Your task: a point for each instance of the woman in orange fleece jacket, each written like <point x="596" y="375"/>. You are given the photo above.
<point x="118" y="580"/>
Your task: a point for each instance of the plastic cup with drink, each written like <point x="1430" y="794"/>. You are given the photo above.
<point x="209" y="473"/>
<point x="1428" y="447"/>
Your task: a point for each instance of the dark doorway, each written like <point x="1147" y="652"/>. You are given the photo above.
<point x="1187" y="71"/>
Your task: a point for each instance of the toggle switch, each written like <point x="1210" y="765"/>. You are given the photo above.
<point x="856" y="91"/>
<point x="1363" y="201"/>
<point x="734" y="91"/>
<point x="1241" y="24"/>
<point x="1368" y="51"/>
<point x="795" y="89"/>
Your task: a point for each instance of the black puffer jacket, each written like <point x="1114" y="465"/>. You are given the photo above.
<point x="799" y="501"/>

-- What the task requires --
Lines from the one with "Your task: a point for each instance of the black" through the last line of the listing above: return these exactly, and nothing else.

-- Solution --
Your task: a point for each instance of the black puffer jacket, each written like <point x="1114" y="465"/>. You are given the photo above.
<point x="799" y="501"/>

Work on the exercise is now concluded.